● ENTRIES SUPPLIED:
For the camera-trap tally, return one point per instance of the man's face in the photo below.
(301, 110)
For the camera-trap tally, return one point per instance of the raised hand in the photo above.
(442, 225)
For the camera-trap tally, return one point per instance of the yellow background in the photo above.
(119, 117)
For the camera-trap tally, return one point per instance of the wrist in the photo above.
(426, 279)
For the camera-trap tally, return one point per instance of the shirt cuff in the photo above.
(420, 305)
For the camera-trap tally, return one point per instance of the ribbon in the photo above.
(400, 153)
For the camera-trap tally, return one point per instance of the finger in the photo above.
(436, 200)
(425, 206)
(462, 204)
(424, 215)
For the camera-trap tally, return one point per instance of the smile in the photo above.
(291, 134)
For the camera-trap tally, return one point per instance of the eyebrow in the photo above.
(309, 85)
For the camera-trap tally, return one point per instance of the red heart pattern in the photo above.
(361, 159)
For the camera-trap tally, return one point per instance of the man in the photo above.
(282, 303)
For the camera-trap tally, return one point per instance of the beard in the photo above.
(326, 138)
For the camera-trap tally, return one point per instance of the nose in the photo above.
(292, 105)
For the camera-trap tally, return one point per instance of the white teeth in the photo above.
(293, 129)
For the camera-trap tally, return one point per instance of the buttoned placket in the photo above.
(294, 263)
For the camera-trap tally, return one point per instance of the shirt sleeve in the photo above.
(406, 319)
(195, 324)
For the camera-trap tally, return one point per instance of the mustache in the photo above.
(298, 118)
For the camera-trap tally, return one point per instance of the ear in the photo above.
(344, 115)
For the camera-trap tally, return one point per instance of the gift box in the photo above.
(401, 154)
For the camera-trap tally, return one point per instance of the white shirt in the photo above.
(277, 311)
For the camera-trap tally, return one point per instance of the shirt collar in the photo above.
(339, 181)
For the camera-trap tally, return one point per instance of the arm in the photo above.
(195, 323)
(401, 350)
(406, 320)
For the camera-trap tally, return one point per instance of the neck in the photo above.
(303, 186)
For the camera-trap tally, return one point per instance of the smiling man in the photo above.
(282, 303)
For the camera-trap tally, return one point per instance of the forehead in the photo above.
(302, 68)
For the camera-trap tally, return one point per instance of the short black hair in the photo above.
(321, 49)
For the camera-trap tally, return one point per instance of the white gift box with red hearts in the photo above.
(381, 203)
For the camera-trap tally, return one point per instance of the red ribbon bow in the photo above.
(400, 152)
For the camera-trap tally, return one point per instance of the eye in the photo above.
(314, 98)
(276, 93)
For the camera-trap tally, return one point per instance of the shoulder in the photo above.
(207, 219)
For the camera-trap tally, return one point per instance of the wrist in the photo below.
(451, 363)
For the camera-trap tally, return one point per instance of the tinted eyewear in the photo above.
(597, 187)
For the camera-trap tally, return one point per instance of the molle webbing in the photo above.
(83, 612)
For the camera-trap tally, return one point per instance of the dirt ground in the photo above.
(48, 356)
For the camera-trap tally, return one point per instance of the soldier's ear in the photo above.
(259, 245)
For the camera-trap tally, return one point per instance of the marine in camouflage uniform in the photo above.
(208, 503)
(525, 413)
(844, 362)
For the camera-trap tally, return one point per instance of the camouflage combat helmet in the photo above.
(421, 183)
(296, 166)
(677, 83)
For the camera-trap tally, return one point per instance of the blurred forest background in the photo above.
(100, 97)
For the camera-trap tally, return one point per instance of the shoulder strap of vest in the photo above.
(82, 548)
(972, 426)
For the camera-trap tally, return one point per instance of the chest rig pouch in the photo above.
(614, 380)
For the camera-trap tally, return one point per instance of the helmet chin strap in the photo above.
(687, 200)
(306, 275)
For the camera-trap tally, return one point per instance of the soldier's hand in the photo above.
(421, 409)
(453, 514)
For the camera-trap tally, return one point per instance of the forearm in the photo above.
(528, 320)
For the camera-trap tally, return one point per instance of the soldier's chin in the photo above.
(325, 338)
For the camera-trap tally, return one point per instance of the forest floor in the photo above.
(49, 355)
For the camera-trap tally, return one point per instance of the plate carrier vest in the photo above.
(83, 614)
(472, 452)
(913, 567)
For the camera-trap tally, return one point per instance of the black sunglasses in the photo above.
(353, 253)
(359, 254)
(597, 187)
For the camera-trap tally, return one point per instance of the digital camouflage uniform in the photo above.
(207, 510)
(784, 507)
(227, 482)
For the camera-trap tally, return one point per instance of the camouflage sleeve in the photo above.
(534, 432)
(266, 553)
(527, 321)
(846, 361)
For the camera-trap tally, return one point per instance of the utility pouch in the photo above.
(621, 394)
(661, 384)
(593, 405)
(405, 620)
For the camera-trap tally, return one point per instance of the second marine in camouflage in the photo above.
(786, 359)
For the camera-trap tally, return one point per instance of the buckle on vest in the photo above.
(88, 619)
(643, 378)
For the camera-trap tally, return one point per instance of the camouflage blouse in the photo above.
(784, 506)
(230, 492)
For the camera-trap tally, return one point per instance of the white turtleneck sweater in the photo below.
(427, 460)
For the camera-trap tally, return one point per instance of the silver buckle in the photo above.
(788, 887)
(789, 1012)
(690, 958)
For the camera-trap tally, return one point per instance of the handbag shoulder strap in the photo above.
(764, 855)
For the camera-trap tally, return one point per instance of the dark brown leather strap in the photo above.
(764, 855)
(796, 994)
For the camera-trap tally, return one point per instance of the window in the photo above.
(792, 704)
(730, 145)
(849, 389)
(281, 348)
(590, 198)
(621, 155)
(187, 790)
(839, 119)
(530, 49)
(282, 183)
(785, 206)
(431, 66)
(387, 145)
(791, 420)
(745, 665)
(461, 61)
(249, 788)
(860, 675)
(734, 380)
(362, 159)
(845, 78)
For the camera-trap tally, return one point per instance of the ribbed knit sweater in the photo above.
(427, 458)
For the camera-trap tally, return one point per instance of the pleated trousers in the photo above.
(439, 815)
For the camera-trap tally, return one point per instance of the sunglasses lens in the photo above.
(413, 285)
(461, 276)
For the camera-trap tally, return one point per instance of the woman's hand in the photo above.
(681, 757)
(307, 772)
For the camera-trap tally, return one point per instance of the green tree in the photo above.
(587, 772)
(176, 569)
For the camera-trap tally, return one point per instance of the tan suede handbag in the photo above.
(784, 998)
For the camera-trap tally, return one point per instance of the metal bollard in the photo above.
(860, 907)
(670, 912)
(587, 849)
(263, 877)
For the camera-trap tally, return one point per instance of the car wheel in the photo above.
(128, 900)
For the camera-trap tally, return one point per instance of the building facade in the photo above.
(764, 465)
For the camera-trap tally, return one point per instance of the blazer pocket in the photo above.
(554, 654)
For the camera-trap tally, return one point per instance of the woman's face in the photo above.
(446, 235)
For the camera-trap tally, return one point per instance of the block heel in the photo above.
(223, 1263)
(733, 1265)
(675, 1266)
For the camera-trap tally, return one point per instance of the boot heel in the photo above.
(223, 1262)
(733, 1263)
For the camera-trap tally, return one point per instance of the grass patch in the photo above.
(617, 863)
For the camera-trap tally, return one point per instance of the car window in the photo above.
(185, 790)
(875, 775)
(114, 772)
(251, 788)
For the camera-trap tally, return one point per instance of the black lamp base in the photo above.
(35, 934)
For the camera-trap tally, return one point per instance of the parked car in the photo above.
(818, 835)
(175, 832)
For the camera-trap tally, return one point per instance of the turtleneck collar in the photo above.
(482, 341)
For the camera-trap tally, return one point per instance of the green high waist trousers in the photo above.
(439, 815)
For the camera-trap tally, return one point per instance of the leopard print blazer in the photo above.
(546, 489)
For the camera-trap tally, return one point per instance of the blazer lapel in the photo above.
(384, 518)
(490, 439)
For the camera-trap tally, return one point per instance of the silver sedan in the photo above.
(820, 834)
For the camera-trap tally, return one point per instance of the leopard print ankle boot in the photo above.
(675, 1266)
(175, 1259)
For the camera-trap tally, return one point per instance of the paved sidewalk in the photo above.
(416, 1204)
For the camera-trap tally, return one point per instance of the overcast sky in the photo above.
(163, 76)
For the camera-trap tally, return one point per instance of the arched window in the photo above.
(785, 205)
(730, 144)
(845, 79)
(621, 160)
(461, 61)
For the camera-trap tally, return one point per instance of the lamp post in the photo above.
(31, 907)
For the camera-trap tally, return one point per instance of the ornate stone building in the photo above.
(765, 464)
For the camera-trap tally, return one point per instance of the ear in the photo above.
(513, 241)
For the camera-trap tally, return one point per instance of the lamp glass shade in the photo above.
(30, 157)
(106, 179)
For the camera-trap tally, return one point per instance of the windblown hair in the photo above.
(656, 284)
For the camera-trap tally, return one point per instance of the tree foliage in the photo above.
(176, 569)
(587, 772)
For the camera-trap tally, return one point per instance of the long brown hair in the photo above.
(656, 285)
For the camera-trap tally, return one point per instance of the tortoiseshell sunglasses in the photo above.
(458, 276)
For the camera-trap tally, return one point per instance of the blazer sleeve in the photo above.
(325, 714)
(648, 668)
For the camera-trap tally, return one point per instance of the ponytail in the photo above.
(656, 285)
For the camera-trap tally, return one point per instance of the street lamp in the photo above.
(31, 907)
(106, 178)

● WORK TASK: Give back exactly the lines that run from the line with "lamp in the photo above." through the close of the material, counting both ends, and nothing more.

● TASK SOLUTION:
For the camera-trap tally, return one point per instance of the street lamp in the photo above.
(31, 907)
(106, 178)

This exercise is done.